■ Work required
Each entry, from beginning to end, is to be transcribed verbatim.

[Natural-language object grounding data]
○ ○ ○

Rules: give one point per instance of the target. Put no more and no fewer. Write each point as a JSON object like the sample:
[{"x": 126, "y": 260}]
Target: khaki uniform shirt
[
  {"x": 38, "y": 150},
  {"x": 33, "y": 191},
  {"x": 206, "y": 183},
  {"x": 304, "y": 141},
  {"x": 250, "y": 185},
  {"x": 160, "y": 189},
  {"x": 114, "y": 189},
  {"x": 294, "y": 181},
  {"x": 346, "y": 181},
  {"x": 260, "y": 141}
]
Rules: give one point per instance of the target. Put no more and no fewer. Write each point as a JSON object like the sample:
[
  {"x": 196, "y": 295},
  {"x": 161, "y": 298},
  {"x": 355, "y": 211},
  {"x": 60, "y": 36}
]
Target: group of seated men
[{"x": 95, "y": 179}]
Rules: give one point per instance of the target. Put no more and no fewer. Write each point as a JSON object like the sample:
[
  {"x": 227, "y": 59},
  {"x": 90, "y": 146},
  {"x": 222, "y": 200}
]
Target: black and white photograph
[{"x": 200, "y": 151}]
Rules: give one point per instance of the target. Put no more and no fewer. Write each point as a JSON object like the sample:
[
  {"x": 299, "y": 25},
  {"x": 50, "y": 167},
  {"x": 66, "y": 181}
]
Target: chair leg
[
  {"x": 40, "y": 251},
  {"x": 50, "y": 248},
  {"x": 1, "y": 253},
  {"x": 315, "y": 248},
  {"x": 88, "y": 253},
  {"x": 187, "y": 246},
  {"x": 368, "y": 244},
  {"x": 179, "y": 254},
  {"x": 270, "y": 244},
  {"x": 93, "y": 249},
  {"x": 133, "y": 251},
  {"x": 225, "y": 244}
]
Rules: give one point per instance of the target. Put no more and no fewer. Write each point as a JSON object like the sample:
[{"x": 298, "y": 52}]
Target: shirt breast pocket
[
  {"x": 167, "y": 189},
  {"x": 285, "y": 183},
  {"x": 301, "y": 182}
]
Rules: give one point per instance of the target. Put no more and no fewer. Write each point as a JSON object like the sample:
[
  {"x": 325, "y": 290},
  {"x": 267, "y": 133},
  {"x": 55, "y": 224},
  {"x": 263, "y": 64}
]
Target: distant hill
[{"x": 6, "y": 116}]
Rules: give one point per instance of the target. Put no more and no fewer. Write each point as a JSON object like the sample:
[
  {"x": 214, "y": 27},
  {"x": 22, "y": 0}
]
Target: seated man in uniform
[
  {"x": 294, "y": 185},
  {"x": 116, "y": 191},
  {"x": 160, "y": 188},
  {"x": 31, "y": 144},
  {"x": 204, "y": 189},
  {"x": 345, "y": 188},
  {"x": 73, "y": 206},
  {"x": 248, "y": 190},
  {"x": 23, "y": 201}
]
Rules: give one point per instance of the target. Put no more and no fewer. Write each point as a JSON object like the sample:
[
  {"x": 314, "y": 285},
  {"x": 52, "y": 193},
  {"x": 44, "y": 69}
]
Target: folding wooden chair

○ ○ ○

■ Your response
Rules: give one point per instance of the target. Put no more and no fewer. Write each point as a JSON object like the sample:
[{"x": 126, "y": 260}]
Target: khaki uniform shirt
[
  {"x": 38, "y": 150},
  {"x": 33, "y": 191},
  {"x": 206, "y": 183},
  {"x": 304, "y": 141},
  {"x": 250, "y": 185},
  {"x": 160, "y": 189},
  {"x": 114, "y": 189},
  {"x": 294, "y": 181},
  {"x": 346, "y": 181},
  {"x": 260, "y": 141}
]
Rules: give one point per instance of the target. Put no more and no fewer. Write each point as a JSON object like the sample:
[
  {"x": 196, "y": 295},
  {"x": 161, "y": 298},
  {"x": 355, "y": 211},
  {"x": 60, "y": 36}
]
Target: group of seated men
[{"x": 95, "y": 179}]
Rules: give one point per instance of the target. Put no more and no fewer. Write each point as a JSON object like the sample:
[
  {"x": 227, "y": 59},
  {"x": 90, "y": 146},
  {"x": 222, "y": 200}
]
Target: black and white photograph
[{"x": 200, "y": 151}]
Rules: give one point per instance of the target. Put no more and no fewer. Write each point as a JSON object like the sample:
[
  {"x": 299, "y": 25},
  {"x": 50, "y": 167},
  {"x": 66, "y": 181}
]
Target: chair leg
[
  {"x": 40, "y": 251},
  {"x": 50, "y": 248},
  {"x": 1, "y": 253},
  {"x": 315, "y": 248},
  {"x": 88, "y": 253},
  {"x": 187, "y": 246},
  {"x": 368, "y": 244},
  {"x": 179, "y": 254},
  {"x": 270, "y": 244},
  {"x": 93, "y": 249},
  {"x": 133, "y": 251},
  {"x": 225, "y": 244}
]
Rules: give one point per instance of the target. Put no more and no fewer. Write each point as a JSON object like the sample:
[{"x": 298, "y": 52}]
Target: shirt breast pocket
[
  {"x": 167, "y": 189},
  {"x": 285, "y": 183},
  {"x": 301, "y": 182}
]
Rules: give one point per instance of the target. Put no more and no fewer. Write each point as a JSON object like the sample:
[
  {"x": 325, "y": 290},
  {"x": 267, "y": 133},
  {"x": 55, "y": 224},
  {"x": 263, "y": 64}
]
Target: distant hill
[{"x": 6, "y": 116}]
Rules: give one point per instance of the target. Put no more and no fewer. Write each point as a JSON object like the sample:
[
  {"x": 214, "y": 27},
  {"x": 22, "y": 0}
]
Target: seated man in uniform
[
  {"x": 294, "y": 185},
  {"x": 116, "y": 191},
  {"x": 160, "y": 188},
  {"x": 31, "y": 144},
  {"x": 204, "y": 189},
  {"x": 345, "y": 188},
  {"x": 73, "y": 206},
  {"x": 248, "y": 190},
  {"x": 23, "y": 201}
]
Rules: give one point per instance of the target. Put no more and no fewer. Write each point as a JSON object like the sample:
[
  {"x": 314, "y": 285},
  {"x": 52, "y": 193},
  {"x": 44, "y": 69}
]
Target: folding wooden chair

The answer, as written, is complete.